_Aim 1_.
Answer these questions about the cluster sampling notebook:
(a) Roughly how many observations make up the drifter data set, and from about how many unique drifters?
(b) What percentages of the drifter IDs go to the training, testing, and validation sets in O'Malley et al. (2023)?
(c) What value of alpha does the TOST function use?
_Aim 2_. Carry on the cluster sampling notebook from the point where it stops.

_Document extract_.

============================================================

# Investigating the Impact of Cluster Sampling on the Size of the Training, Testing, and Validation Sets

When training the MVN NGBoost model on the drifter data, we must take extra care to ensure that information about the testing and validation sets are not inadvertedly introduced into the training data. The ~400,000 drifter observations that form our data set come from ~2000 unique drifters. We expect that observations taken by the same drifter are likely to be highly correlated so we ensure that all of the observations made by any single drifter are in precisely one of the training, testing or validation sets. Ensuring observations from each drifter are not split between sets will ensure that the training data does not contain any extra information via correlation.

O'Malley et al. (2023) deal with this issue using cluster sampling. That is, spliting the data into clusters defined by their corresponding drifter ID, then randomly sampling the clusters into the training, testing, and validation sets containing 81%, 10% and 9% of the drifter IDs respectively. However, there is significant variation between the number of observations found in each of the drifter ID clusters meaning that the propertion of the overall data found in each of the sets may be significantly different than the nominal 81-10-9 split. At its most extreme, this discrepancy could result in testing and training sets that are of comporable sizes. 

In this notebook, we will investigate whether the sizes of the training, testing, and validation sets that result from 81-10-9 cluster sampling differ signficantly from the nominal 81-10-9 values.

In [1]:
# import modules and load data
import pandas as pd
import numpy as np
path_to_data = '../data/filtered_nao_drifters_with_sst_gradient.h5'
data = pd.read_hdf(path_to_data)
# add day of the year as an index (to be added to the data later)
data['day_of_year'] = data['time'].apply(lambda t : t.timetuple().tm_yday)

In [82]:
from scipy.stats import ttest_1samp

def TOST(train_test_val_proportions,train_test_val_flag,delta,popmean):
    train_proportions = train_test_val_proportions[:,train_test_val_flag]
    _, p1 = ttest_1samp(train_proportions-popmean, -delta,
                        axis=None, nan_policy='propagate', alternative='less')

    _, p2 = ttest_1samp(train_proportions-popmean, delta,
                        axis=None, nan_policy='propagate', alternative='greater')

    set_type = ['training', 'testing', 'validation']
    alpha = 0.05
    print("\n ------------- Test 1 -------------")
    if p1 < alpha:
        print(f"\nReject H0: The mean proportion of the data assigned to {set_type[train_test_val_flag]}, mu - {popmean} <= -{delta}")
    else:
        print(f"\nFail to reject H0: The mean proportion of the data assigned to {set_type[train_test_val_flag]}, mu - {popmean} > -{delta}")
    print(f"\n p-value for Test 1: {p1:.3f}")

    print("\n ------------- Test 2 -------------")
    if p2 < alpha:
        print(f"\nReject H0: The mean proportion of the data assigned to {set_type[train_test_val_flag]}, mu - {popmean} >= {delta}")
    else:
        print(f"\nFail to reject H0: The mean proportion of the data assigned to {set_type[train_test_val_flag]}, mu - {popmean} < {delta}")

============================================================

_Extracted data_.
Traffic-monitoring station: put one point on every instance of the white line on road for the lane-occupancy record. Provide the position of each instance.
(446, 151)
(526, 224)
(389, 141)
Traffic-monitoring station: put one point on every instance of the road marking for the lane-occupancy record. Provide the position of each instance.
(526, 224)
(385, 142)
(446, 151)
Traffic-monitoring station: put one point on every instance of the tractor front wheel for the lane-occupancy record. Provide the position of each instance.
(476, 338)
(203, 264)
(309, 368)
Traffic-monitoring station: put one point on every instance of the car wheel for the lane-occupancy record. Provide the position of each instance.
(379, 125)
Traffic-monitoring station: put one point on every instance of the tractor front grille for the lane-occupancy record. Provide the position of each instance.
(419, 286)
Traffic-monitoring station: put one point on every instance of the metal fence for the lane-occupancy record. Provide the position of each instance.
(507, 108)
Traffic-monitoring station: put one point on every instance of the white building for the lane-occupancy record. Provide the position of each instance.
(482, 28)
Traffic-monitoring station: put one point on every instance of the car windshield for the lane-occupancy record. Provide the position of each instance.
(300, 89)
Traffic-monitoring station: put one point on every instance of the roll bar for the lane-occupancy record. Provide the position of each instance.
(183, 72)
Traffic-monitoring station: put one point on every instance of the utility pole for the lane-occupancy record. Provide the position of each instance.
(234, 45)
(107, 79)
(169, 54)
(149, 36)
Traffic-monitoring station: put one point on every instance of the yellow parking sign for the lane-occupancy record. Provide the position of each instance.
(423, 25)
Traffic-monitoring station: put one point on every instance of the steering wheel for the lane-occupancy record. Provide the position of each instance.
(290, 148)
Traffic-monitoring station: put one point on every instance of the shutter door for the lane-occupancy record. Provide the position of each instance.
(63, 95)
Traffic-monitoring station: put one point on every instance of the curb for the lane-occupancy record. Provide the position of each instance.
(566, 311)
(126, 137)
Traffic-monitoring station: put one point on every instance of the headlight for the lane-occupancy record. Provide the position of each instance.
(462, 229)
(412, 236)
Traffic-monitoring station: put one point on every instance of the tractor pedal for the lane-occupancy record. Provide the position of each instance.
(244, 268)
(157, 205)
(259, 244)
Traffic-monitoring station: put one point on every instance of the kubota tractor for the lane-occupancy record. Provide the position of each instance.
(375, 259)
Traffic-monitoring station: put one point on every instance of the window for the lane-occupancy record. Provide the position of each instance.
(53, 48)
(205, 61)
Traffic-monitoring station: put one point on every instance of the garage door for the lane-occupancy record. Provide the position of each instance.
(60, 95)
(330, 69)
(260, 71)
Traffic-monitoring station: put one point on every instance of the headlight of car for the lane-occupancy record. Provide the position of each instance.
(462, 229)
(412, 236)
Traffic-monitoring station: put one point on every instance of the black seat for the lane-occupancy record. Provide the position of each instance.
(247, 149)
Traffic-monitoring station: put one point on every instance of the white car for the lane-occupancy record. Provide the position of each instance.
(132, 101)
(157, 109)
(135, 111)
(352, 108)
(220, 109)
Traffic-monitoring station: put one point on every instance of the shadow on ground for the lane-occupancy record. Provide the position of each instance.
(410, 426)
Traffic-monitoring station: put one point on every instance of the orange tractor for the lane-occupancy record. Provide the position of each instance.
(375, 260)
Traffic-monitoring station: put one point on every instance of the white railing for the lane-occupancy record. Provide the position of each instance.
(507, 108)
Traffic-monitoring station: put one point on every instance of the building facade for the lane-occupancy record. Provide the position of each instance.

============================================================

_Task output 1_.
(a) About 400,000 observations from about 2000 unique drifters.
(b) 81% training, 10% testing, and 9% validation.
(c) 0.05.

_Task output 2_.
    print(f"\n p-value for Test 2: {p2:.3f}")    



In [38]:
# prediction intervals (re do this later)
from scipy.stats import t

def prediction_interval(data, future_sample_size=1, alpha=0.05):
    n = len(data) 
    mean = np.mean(data)
    std = np.std(data, ddof=1) 
    
    t_crit = t.ppf(1 - alpha / 2, df=n - 1)

    se_prediction = np.sqrt(std**2 + (std**2 / future_sample_size))  # for individual or sample mean
    
    # Prediction interval
    margin_of_error = t_crit * se_prediction
    lower = round((mean - margin_of_error)*100,3)
    upper = round((mean + margin_of_error)*100,3)
    
    return lower, upper


In [2]:
# split the drifter IDs into training, testing and validation 

from sklearn.model_selection import train_test_split

def train_test_validation_split(X, Y,*,
                                test_frac = 0.10, validation_frac = 0.09, 
                                random_state = None, shuffle = True, stratify = None):
    
    X_aux, X_test, Y_aux, Y_test = train_test_split(X, Y, 
                                                        test_size=test_frac, random_state = random_state, shuffle = shuffle, stratify = stratify)
    if validation_frac == 0:
        return X_aux, X_test, Y_aux, Y_test
    else:
        X_train, X_val, Y_train, Y_val = train_test_split(X_aux, Y_aux,
                                                        test_size=validation_frac/(1 - test_frac), random_state = random_state, shuffle = shuffle, stratify = stratify)
        return X_train, X_test, X_val, Y_train, Y_test, Y_val

In [47]:
number_of_samples = len(data.index)
N = 100000 # number of repeats for hypothesis tests

count_by_id = data.groupby('id').size()
X, Y = np.array(count_by_id.index), np.array(count_by_id)

----------------

From Mike's code

In [41]:
'''MV_Prediction/experiments/dispatcher.py lines 31-39'''
def random_id_subset(ids, pc=0.1):
    unique_id = np.unique(ids)
    N_unique = len(unique_id)
    np.random.shuffle(unique_id)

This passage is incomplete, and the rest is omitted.